Resume the passage on evaluating RAG-generated responses, picking up right after its last line about harmfulness.

* [Source text]:
|---|

The F1 score combines precision (how much of the generated text is correct) and recall (how much of the correct answer is included) into a single value. It’s calculated by comparing the overlap of tokens (typically words) between the generated response and the ground truth sample. Token overlap can be measured as the overlap of individual tokens, bi-grams, trigrams, or n-grams.

The F1 score at the level of individual tokens is calculated as follows:

Tokenize the ground truth and the generated responses. Let’s see an example:

Ground truth response: He eats an apple. → Tokens: he, eats, an, apple
Generated response: He ate an apple. → Tokens: he, ate, an, apple

Count the true positive, false positive, and false negative tokens in the generated response. In the previous example, we count:

True positive tokens (correctly matched tokens): 3 (he, an, apple)
False positive tokens (extra tokens in the generated response): 1 (ate)
False negative tokens (missing tokens from the ground truth): 1 (eats)

Calculate precision and recall. In the given example:

Recall = TP/(TP+FN) = 3/(3+1) = 0.75
Precision = TP/(TP+FP) = 3/(3+1) = 0.75

Calculate the F1 score. Let’s see how:
F1 Score = 2 * Recall * Precision / (Precision + Recall) = 2 * 0.75 * 0.75 / (0.75 + 0.75) = 0.75

This approach is simple and effective when evaluating short, factual responses. However, the longer the generated and ground truth responses are, the more diverse they tend to become (e.g., due to the use of synonyms and the ability to reflect tone in the response). Hence, even responses that convey the same information in a similar style generally don’t have a high token-level similarity.

Metrics like BLEU and ROUGE, commonly used in text summarization or translation, can also be applied to evaluate LLM-generated responses. However, they assume a fixed reference response and thus penalize valid generations that use different phrasing or structure. This makes them less suitable for tasks where semantic equivalence matters more than exact wording.

That said, BLEU, ROUGE, and similar metrics can be helpful in some contexts—particularly for summarization or template-based responses. Choosing the right evaluation metric depends on the task, the output length, and the degree of linguistic flexibility allowed.

Qualitative indicators

Not all aspects of response quality can be captured by numerical metrics. In practice, qualitative evaluation plays an important role in assessing how useful, safe, and trustworthy a response feels—especially in user-facing applications.

The quality dimensions that matter the most depend on the use case and can either be assessed by subject matter experts, other annotators, or by using an LLM as a judge (which is increasingly common in automated evaluation pipelines).

Some of the common quality indicators in the context of RAG pipelines are:

Completeness: Does the response answer the query fully?
Completeness is an indirect measure of how well the prompt is written and how informative the retrieved chunks are.

Relevancy: Is the generated answer relevant to the query?
Relevancy is an indirect measure of the ability of the retriever and generator to identify relevant chunks.

Harmfulness: Has the generated response the potential to cause harm to the user or others?

|---|

[Point-per-instance localization records]
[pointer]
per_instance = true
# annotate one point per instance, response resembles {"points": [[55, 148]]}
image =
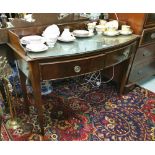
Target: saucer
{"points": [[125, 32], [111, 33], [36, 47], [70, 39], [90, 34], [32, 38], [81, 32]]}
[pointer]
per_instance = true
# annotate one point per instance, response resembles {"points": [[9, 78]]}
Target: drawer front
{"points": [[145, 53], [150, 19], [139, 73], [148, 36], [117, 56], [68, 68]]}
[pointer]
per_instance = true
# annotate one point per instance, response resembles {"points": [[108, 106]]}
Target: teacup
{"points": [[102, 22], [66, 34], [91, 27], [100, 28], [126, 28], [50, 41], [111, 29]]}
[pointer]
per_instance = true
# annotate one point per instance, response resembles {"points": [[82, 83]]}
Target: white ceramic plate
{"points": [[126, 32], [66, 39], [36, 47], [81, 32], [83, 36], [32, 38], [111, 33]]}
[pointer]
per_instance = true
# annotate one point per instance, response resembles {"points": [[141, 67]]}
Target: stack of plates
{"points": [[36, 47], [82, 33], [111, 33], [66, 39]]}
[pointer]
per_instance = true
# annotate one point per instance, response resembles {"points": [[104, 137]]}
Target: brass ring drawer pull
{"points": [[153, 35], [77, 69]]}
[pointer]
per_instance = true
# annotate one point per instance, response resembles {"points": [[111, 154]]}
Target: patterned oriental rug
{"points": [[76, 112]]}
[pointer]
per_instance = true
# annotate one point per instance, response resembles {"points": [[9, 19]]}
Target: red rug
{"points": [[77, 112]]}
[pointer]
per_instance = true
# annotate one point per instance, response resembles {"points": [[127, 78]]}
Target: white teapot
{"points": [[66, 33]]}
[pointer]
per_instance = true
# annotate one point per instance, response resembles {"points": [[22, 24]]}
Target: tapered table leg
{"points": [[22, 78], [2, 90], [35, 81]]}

|---|

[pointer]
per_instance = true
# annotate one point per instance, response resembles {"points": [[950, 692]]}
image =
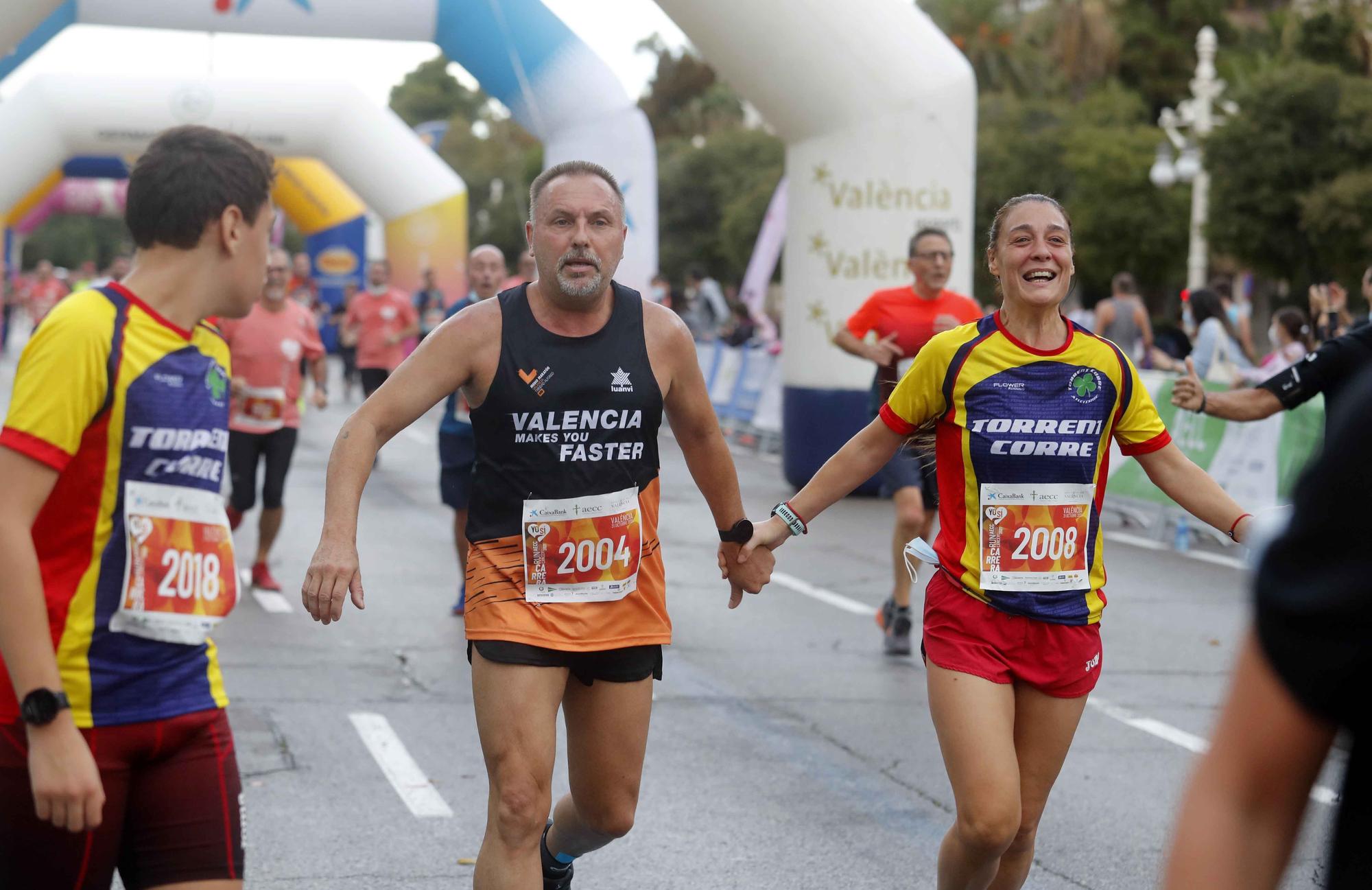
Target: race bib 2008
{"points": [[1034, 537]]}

|---|

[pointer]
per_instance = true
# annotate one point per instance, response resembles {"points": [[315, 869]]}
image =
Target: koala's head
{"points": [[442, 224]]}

|---|

* [Written response]:
Harmfulness is an indirect measure of hallucination, factual errors (e.g., getting a math calculation wrong), or oversimplifying the content of the chunks to give a succinct answer, leading to loss of essential information.

Consistency: Is the generated answer in sync with the chunks provided to the generator?
A key signal for hallucination detection in the generator’s output—if the model makes unsupported claims, consistency is compromised.

End-to-end evaluation

In an ideal world, we’d be able to summarize the effectiveness of a RAG pipeline with a single, reliable metric that fully reflects how well all the components work together. If that metric crossed a certain threshold, we’d know the system was production-ready. Unfortunately, that’s not realistic.

RAG pipelines are multi-stage systems, and each stage can introduce variability. On top of it, there’s no universal way to measure whether a response aligns with human preferences. The latter problem is only exacerbated by the subjectiveness with which humans judge textual responses.

Additionally, the performance of a downstream component depends on the quality of upstream components. No matter how good your generator prompt is, it will perform poorly if the retriever fails to identify relevant documents – and if there are no relevant documents in the knowledge base, optimizing the retriever will not help.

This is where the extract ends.